Enquanto há Língua, há esperança.

5 comentários:

Anónimo disse...

Foi você que pediu um acordo ortográfico?

Não, obrigado!


Será que já optaram por um nome? Será "Brazuguês" ou "Portuleiro"? E porque será que chamam a isto de acordo se, das duas principais partes envolvidas, somos a que tem de se adaptar mais? Porque raio somos nós que vamos passar a escrever "de fato" e não hão de ser os Brasileiros a escrever "de facto"?
Se ainda não o fizeram, aconselho todos a lerem o prontuário do acordo. Depois digam lá se aquilo não é Brasileiro!...
Porque será que os nossos bem-amados governantes acharam necessário "dar graxa" a um país irmão que tão boas relações mantém connosco? Porque acham eles que devemos alterar de forma tão forçada a língua de Camões e Pessoa? Parece que uma das razões é reforçar a união entre os dois países...
Ainda mais??
A evolução da língua é um processo natural e moroso. Todos sabemos que as línguas sofrem mutações e adaptações. Surgem palavras novas e esquecem-se as velhas. Altera-se para os tempos modernos a forma de escrever de certas palavras, se assim não fosse, farmácia ainda se escreveria com "ph". Todas estas alterações são feitas de forma natural e são elas que enriquecem a cultura de um país como o nosso. Uma coisa é a adopção (peço desculpa, adoção) de palavras como "baguette", "franchising", "stop" e outras palavras e termos que entram na rotina diária de todos nós. São os estrangeirismos e, como tal, mesmo usando-os diariamente, sabe-se que não são Portugueses. O Português do Brasil é um dialecto que, também ele, sofreu mutações e evoluiu com uma rica mistura de línguas como o Italiano, Inglês, Espanhol entre outras.
Então se a própria "auto-estrada da informação" diferencia o Português\Portugal do Português\Brasil, porque não fazemos todos o mesmo? Os Brasileiros têm todo o direito de expandir as fronteiras do seu dialecto como nós temos o dever de proteger a nossa língua de transformações forçadas e de acordos absurdos que não vêm facilitar a aprendizagem e o uso da nossa língua, vêm antes empobrecê-la.
========================================
### Tarefa proposta 1
Copia sem alterações o trecho do comentário sobre o acordo ortográfico de "Foi você que" a "Ainda mais??".

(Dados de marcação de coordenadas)
========================================
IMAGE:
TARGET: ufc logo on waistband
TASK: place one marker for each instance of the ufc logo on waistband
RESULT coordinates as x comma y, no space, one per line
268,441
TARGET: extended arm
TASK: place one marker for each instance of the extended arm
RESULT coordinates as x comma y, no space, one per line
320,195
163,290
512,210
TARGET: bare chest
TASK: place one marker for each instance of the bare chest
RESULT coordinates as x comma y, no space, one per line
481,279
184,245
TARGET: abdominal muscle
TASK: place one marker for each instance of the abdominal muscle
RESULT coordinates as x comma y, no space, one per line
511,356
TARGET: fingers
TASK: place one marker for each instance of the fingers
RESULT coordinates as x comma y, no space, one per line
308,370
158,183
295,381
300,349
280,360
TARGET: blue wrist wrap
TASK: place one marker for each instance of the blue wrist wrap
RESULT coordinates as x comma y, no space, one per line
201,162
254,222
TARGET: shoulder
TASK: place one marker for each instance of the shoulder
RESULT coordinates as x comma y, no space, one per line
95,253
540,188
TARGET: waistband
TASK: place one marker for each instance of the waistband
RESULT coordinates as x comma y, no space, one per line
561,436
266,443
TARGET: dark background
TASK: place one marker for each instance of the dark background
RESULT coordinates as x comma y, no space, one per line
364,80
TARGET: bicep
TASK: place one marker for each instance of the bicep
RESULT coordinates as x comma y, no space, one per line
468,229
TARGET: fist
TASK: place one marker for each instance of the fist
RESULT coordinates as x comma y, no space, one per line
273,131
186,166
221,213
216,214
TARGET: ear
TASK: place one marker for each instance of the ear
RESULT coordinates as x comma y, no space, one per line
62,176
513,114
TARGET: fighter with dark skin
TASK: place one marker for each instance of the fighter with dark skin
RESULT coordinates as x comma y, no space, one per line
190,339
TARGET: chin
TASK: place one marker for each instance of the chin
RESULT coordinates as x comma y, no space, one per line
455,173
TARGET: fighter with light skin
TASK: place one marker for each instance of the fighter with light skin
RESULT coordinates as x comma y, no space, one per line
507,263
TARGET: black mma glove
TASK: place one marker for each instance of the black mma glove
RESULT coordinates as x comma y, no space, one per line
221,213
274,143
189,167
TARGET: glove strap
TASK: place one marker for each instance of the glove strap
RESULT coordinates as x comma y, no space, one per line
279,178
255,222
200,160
========================================
### Tarefa proposta 2
Nos registos, troca "fighter" por "athlete" nas linhas que vão da linha com "TARGET: blue wrist wrap" até ao fim dos registos, ambas incluídas, e deixa tudo o resto igual. Apresenta só essas linhas.

### Resposta correta 1
Foi você que pediu um acordo ortográfico?

Não, obrigado!


Será que já optaram por um nome? Será "Brazuguês" ou "Portuleiro"? E porque será que chamam a isto de acordo se, das duas principais partes envolvidas, somos a que tem de se adaptar mais? Porque raio somos nós que vamos passar a escrever "de fato" e não hão de ser os Brasileiros a escrever "de facto"?
Se ainda não o fizeram, aconselho todos a lerem o prontuário do acordo. Depois digam lá se aquilo não é Brasileiro!...
Porque será que os nossos bem-amados governantes acharam necessário "dar graxa" a um país irmão que tão boas relações mantém connosco? Porque acham eles que devemos alterar de forma tão forçada a língua de Camões e Pessoa? Parece que uma das razões é reforçar a união entre os dois países...
Ainda mais??

### Resposta correta 2
TARGET: blue wrist wrap
TASK: place one marker for each instance of the blue wrist wrap
RESULT coordinates as x comma y, no space, one per line
201,162
254,222
TARGET: shoulder
TASK: place one marker for each instance of the shoulder
RESULT coordinates as x comma y, no space, one per line
95,253
540,188
TARGET: waistband
TASK: place one marker for each instance of the waistband
RESULT coordinates as x comma y, no space, one per line
561,436
266,443
TARGET: dark background
TASK: place one marker for each instance of the dark background
RESULT coordinates as x comma y, no space, one per line
364,80
TARGET: bicep
TASK: place one marker for each instance of the bicep
RESULT coordinates as x comma y, no space, one per line
468,229
TARGET: fist
TASK: place one marker for each instance of the fist
RESULT coordinates as x comma y, no space, one per line
273,131
186,166
221,213
216,214
TARGET: ear
TASK: place one marker for each instance of the ear
RESULT coordinates as x comma y, no space, one per line
62,176
513,114
TARGET: athlete with dark skin
TASK: place one marker for each instance of the athlete with dark skin
RESULT coordinates as x comma y, no space, one per line
190,339
TARGET: chin
TASK: place one marker for each instance of the chin
RESULT coordinates as x comma y, no space, one per line
455,173
TARGET: athlete with light skin
TASK: place one marker for each instance of the athlete with light skin
RESULT coordinates as x comma y, no space, one per line
507,263
TARGET: black mma glove
TASK: place one marker for each instance of the black mma glove
RESULT coordinates as x comma y, no space, one per line
221,213
274,143
189,167
TARGET: glove strap
TASK: place one marker for each instance of the glove strap
RESULT coordinates as x comma y, no space, one per line
279,178
255,222
200,160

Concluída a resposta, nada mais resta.